=== PROVIDED DATA ===
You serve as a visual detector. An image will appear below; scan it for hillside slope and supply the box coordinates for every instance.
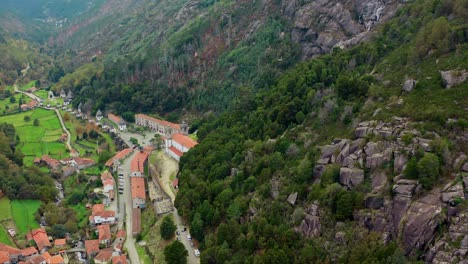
[176,1,468,263]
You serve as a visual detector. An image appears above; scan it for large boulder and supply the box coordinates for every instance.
[403,79,416,93]
[440,70,468,88]
[402,189,444,254]
[340,168,364,188]
[296,204,321,238]
[441,182,465,203]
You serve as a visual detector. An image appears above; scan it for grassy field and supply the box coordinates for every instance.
[0,196,13,221]
[0,225,14,246]
[11,200,41,234]
[0,108,67,166]
[0,94,31,114]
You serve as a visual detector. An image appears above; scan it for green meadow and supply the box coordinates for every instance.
[0,108,67,166]
[11,200,41,234]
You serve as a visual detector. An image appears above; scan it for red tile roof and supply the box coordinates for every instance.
[106,148,133,167]
[94,248,113,262]
[136,114,180,130]
[132,177,146,199]
[85,239,99,256]
[22,247,39,257]
[97,225,111,241]
[0,251,10,263]
[27,228,52,251]
[130,150,151,173]
[50,255,65,264]
[172,133,198,149]
[54,238,67,247]
[112,255,127,264]
[169,147,184,157]
[0,243,21,255]
[132,208,141,234]
[91,204,104,215]
[107,114,121,124]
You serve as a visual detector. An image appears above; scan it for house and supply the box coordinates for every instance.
[73,157,96,170]
[89,204,117,225]
[105,148,133,167]
[54,238,67,248]
[164,133,198,161]
[135,114,189,136]
[62,166,78,177]
[40,155,60,170]
[97,224,111,245]
[24,255,48,264]
[96,110,104,121]
[26,228,52,252]
[0,243,23,263]
[132,208,141,235]
[85,239,99,259]
[21,247,39,258]
[130,149,152,177]
[131,177,146,208]
[112,255,127,264]
[107,114,127,131]
[94,248,114,264]
[115,229,127,244]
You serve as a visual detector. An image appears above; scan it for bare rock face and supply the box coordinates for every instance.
[287,192,297,206]
[340,168,364,189]
[296,204,321,238]
[441,182,465,203]
[403,79,416,93]
[440,70,468,88]
[283,0,401,59]
[402,189,442,254]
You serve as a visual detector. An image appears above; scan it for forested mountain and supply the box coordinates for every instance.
[0,0,468,263]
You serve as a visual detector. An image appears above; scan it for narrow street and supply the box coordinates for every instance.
[119,152,140,264]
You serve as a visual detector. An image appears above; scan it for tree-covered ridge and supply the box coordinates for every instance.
[176,0,468,263]
[0,124,57,201]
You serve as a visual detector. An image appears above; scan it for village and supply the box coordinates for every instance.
[0,90,200,264]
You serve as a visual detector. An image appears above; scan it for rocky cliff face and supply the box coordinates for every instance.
[283,0,404,58]
[308,118,468,263]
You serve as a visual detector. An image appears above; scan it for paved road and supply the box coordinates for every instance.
[119,152,140,264]
[152,151,200,264]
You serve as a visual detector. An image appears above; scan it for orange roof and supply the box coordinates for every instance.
[116,229,127,237]
[172,133,198,149]
[91,204,104,215]
[94,248,113,261]
[21,247,38,257]
[54,238,67,247]
[107,114,121,124]
[85,239,99,256]
[42,252,52,263]
[106,148,133,167]
[169,147,184,157]
[0,243,21,255]
[132,208,141,234]
[132,177,146,199]
[50,255,65,264]
[0,251,10,263]
[136,114,180,130]
[130,151,151,173]
[97,225,110,241]
[101,171,114,181]
[112,255,127,264]
[27,228,52,251]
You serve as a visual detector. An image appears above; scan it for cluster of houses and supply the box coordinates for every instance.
[34,155,96,177]
[0,231,68,264]
[135,114,198,161]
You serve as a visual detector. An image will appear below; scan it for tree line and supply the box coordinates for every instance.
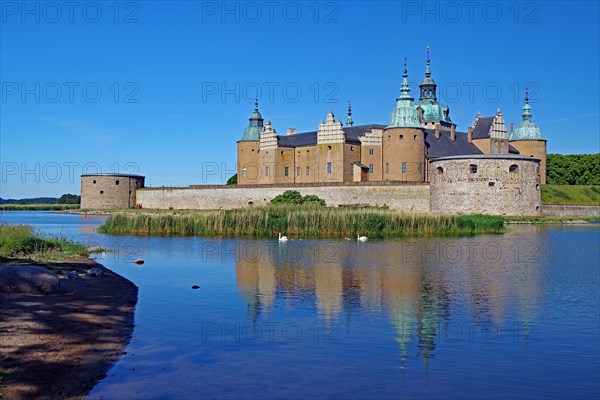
===
* [EXERCISE OBJECTIVE] Rewrite all of the material above, replacing each "supply" with "provide" and leaving everything else unchanged. Omit the pictures from your answer.

* [FINAL RESULT]
You serve as a visual detector. An image will appear below; scan it for hillside slope and provide the box coordinates for every instance.
[176,1,468,263]
You serve as a visual detector. An image appears above; scan it for large boulder and provide the box coordinates for every instance.
[403,79,416,93]
[440,70,468,88]
[402,189,444,254]
[340,168,364,188]
[296,204,321,238]
[441,182,465,203]
You serve as a visual detector. An image appears above; scan it for grassy field and provide the box coordinates for every instance.
[0,196,13,221]
[0,225,14,246]
[11,200,41,234]
[0,108,67,166]
[0,94,31,114]
You serve as a visual detector. An image appears above; scan it for green meadow and provide the box coordinates for every instance.
[0,108,67,166]
[11,200,41,234]
You serve as a visual detector. An image appears above; scan it for red tile roof and provide the box coordinates for every instance.
[106,148,133,167]
[94,248,113,262]
[136,114,180,130]
[132,177,146,199]
[85,239,99,256]
[22,247,39,257]
[97,225,111,241]
[0,251,10,263]
[27,228,52,251]
[130,150,151,173]
[50,255,65,264]
[172,133,198,149]
[54,238,67,247]
[112,255,127,264]
[169,147,184,157]
[0,243,21,255]
[132,208,141,234]
[91,204,104,215]
[107,114,121,124]
You serve as a visual detector. An image appears above; scan it for house and provide the box coordinates for every instance.
[73,157,96,170]
[89,204,117,225]
[105,148,133,167]
[54,238,67,248]
[164,133,198,161]
[135,114,189,136]
[62,166,78,177]
[40,155,60,170]
[97,224,111,245]
[24,255,48,264]
[96,110,104,121]
[26,228,52,252]
[0,243,23,263]
[132,208,141,235]
[85,239,99,259]
[21,247,39,258]
[130,149,152,177]
[131,177,146,208]
[112,255,127,264]
[107,114,127,131]
[94,248,114,264]
[115,229,127,244]
You serve as a visual detector. An image appears above; scan it for bare rock face and provide the box coordinates for every instance.
[287,192,297,206]
[340,168,364,189]
[296,204,321,238]
[441,182,465,203]
[403,79,416,93]
[440,70,468,88]
[283,0,401,59]
[402,189,442,254]
You serve as a visual detector. An image appears above; scan it for forested mountain and provide the box coordinates for every instance.
[0,0,468,263]
You serve as a visual detector. An image appears above; scan it for narrow street and provide the box coordinates for every instance.
[119,152,140,264]
You serve as a visual detector. An image appears above; scan it for tree-covered ridge and provide the box coordinates for every instance.
[176,0,468,263]
[0,124,57,201]
You serve as a visual detector. An image appears above; scan it for village and provide the box coordinates for every instance.
[0,90,200,264]
You serve as a visual detector. An image appears above; scan it for rocky cliff face and provide the box coordinates for every instance.
[283,0,404,58]
[308,118,468,263]
You serve as a visual detector. An image appears above; scan it for paved road and provide the box coordinates for every instance.
[119,152,140,264]
[152,151,200,264]
You serve as a visual detector. An image appears above; scan it for orange roof and provide the box coordinates for every instance.
[116,229,127,237]
[172,133,198,149]
[91,204,104,215]
[94,248,113,261]
[21,247,38,257]
[54,238,67,247]
[107,114,121,124]
[85,239,99,256]
[42,252,52,263]
[106,148,133,167]
[169,147,184,157]
[0,243,21,255]
[132,208,141,234]
[132,177,146,199]
[50,255,65,264]
[0,251,10,263]
[136,114,180,130]
[130,151,151,173]
[97,225,110,241]
[101,171,114,181]
[112,255,127,264]
[27,228,52,251]
You serve as a visual detector. An image appears above; scan it for cluster of houses and provide the box coordinates for every instance.
[34,155,96,177]
[0,231,68,264]
[135,114,198,161]
You serve as a visual detector. An image will appear below; scan it for tree line and provide the box coordinates for every instance.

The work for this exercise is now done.